> **Text provided**:
The Ilizarov apparatus is a specialized external fixator of modular construction, composed of rings (stainless steel, titanium) that are transfixed to healthy bone with Kirschner wires and pins of heavy-gauge stainless steel, and immobilised in place with additional rings and threaded rods that are attached with and through adjustable nuts. The circular construction of the apparatus, the rods, and the controlled tautness of the Kirschner wires immobilises the damaged limb to allow healing.

The mechanical functions of the Ilizarov apparatus are based upon the principles of tension (pulling force), wherein the controlled application of mechanical tension to the damaged limb immobilises the broken bones, and so facilitates the biological process of distraction osteogenesis (the regeneration of bone and soft tissue) in a reliable and reproducible manner. Moreover, external fixation with the apparatus allows the damaged limb to bear weight early in the medical treatment.

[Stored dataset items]
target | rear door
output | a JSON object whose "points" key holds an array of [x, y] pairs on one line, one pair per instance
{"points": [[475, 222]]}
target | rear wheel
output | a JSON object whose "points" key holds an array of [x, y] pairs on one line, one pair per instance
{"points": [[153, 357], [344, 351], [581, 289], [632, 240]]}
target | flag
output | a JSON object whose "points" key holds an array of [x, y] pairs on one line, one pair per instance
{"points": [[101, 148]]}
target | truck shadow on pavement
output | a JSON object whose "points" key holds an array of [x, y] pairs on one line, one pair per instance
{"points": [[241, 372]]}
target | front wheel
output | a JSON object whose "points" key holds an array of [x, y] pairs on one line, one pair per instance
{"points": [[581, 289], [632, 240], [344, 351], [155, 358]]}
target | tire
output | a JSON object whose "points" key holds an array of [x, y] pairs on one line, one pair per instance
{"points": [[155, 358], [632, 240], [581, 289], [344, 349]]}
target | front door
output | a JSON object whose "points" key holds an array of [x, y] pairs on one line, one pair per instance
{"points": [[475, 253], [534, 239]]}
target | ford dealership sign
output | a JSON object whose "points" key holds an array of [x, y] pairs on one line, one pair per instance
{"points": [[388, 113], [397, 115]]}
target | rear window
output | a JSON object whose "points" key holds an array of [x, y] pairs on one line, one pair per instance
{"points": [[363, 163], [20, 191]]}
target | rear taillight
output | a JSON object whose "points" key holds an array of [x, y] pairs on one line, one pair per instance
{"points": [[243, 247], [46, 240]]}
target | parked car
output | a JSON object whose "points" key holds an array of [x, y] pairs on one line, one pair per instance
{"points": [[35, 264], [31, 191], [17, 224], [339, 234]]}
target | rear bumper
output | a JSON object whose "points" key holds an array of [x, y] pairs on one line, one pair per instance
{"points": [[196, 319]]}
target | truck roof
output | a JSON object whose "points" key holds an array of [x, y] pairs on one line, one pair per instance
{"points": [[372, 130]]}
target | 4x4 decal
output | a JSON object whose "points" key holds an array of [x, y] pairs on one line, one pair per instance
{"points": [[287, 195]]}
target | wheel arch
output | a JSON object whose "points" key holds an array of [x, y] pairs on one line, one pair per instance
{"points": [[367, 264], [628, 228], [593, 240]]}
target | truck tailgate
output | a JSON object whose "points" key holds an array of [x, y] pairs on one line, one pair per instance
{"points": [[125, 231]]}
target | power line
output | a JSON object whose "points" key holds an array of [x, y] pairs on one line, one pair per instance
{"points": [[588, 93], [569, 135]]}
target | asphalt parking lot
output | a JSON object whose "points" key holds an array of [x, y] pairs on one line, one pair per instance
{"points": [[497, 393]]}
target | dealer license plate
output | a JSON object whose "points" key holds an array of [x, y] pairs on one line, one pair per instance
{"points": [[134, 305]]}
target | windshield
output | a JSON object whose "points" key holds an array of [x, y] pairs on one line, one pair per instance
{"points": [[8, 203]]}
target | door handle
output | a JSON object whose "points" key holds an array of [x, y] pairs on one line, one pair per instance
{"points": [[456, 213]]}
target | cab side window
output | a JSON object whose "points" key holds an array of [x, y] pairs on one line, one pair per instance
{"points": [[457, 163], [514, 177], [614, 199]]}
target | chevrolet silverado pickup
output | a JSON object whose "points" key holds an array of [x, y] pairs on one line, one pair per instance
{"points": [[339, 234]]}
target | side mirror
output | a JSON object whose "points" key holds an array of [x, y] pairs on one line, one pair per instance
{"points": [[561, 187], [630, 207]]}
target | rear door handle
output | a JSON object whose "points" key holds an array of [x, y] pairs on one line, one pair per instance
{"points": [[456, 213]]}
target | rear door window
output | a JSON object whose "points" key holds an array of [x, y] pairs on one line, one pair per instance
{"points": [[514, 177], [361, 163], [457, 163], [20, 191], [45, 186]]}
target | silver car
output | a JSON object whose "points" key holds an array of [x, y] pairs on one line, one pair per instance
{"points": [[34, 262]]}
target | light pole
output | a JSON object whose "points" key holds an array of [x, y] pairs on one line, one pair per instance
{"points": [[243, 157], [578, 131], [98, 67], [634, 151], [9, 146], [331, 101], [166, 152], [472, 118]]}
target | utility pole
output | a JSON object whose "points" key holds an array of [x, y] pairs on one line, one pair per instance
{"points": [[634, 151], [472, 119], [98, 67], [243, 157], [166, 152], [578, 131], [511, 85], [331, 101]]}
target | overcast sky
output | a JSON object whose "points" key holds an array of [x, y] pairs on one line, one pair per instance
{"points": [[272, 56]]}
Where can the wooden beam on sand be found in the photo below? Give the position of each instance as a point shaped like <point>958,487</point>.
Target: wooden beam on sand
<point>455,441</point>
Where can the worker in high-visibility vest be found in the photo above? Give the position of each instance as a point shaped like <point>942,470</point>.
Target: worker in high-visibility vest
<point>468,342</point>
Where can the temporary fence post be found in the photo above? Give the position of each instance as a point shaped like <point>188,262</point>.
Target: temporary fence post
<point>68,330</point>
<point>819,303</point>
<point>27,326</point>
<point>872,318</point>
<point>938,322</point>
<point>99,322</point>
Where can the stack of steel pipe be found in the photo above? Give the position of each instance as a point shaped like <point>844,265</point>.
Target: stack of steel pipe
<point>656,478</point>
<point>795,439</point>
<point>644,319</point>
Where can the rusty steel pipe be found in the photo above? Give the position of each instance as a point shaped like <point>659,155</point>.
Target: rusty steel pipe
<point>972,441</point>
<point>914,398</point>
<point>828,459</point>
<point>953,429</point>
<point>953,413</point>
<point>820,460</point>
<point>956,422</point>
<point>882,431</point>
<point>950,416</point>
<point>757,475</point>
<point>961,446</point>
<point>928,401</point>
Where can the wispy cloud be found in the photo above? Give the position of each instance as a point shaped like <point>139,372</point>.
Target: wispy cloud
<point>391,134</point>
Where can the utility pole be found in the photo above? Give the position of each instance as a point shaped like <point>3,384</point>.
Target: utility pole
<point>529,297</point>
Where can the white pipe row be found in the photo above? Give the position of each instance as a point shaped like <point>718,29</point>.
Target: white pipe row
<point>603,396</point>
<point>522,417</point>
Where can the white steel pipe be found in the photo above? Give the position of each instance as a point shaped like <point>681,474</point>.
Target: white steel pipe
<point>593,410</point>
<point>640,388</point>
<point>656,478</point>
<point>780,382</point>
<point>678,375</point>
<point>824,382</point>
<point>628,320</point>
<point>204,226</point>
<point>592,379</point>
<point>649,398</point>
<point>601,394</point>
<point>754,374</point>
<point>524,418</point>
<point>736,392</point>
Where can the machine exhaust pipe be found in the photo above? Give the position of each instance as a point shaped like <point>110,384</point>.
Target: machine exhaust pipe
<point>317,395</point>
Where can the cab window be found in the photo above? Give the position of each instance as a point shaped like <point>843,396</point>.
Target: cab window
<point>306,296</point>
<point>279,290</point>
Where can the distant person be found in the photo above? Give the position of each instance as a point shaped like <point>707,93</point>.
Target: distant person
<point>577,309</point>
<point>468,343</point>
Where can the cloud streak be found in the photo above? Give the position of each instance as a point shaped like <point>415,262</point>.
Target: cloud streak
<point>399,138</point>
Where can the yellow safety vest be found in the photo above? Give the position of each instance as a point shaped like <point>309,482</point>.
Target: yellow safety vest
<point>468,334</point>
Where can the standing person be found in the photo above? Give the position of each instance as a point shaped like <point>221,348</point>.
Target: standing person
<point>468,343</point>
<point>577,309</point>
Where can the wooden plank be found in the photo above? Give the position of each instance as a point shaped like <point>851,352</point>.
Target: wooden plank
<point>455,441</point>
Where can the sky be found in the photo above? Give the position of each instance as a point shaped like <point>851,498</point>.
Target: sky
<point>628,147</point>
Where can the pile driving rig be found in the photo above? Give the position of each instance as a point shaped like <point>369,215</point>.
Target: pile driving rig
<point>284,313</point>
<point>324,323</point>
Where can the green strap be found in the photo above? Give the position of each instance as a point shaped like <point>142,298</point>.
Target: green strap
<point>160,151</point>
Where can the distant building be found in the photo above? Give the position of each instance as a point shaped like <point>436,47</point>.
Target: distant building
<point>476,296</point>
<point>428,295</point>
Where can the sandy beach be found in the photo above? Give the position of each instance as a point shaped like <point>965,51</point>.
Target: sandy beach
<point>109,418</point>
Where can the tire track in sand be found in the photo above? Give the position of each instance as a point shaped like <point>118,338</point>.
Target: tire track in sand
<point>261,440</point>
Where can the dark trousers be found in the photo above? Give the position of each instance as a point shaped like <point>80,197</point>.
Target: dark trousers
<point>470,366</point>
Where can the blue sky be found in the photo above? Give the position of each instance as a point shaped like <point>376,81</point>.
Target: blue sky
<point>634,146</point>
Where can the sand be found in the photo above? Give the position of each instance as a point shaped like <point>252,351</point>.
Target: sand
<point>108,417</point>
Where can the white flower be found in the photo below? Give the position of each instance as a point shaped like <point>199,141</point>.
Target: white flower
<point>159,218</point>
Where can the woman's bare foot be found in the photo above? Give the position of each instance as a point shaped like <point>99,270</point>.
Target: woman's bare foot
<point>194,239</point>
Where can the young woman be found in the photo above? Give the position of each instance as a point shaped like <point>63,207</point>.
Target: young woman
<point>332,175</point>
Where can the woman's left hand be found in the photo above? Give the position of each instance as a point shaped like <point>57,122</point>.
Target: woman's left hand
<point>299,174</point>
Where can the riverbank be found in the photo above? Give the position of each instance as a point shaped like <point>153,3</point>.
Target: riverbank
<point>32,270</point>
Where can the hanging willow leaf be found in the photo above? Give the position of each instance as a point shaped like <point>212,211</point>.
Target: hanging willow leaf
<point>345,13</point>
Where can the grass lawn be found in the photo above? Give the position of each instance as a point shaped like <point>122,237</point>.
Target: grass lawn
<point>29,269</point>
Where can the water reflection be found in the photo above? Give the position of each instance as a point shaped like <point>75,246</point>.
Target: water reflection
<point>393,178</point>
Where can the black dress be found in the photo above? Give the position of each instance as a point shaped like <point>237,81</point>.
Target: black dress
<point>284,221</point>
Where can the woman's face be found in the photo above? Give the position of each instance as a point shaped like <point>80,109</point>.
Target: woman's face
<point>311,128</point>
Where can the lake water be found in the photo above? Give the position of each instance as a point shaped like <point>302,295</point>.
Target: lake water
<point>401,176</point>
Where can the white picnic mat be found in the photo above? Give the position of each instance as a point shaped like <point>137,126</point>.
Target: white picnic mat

> **Assignment 1**:
Recast the paragraph of the Ilizarov apparatus text that begins "The mechanical functions of the Ilizarov apparatus" as a short bulleted list that keeps its main facts.
> **Assignment 2**:
Retype the Ilizarov apparatus text starting at "The mechanical functions" and ending at "the medical treatment.".
Work only from the Ilizarov apparatus text.

> **Output 1**:
- The apparatus works on the principle of tension (pulling force).
- Controlled mechanical tension on the damaged limb immobilizes the broken bones.
- This supports distraction osteogenesis, the regeneration of bone and soft tissue, in a reliable and reproducible way.
- External fixation with the apparatus lets the damaged limb bear weight early in treatment.

> **Output 2**:
The mechanical functions of the Ilizarov apparatus are based upon the principles of tension (pulling force), wherein the controlled application of mechanical tension to the damaged limb immobilises the broken bones, and so facilitates the biological process of distraction osteogenesis (the regeneration of bone and soft tissue) in a reliable and reproducible manner. Moreover, external fixation with the apparatus allows the damaged limb to bear weight early in the medical treatment.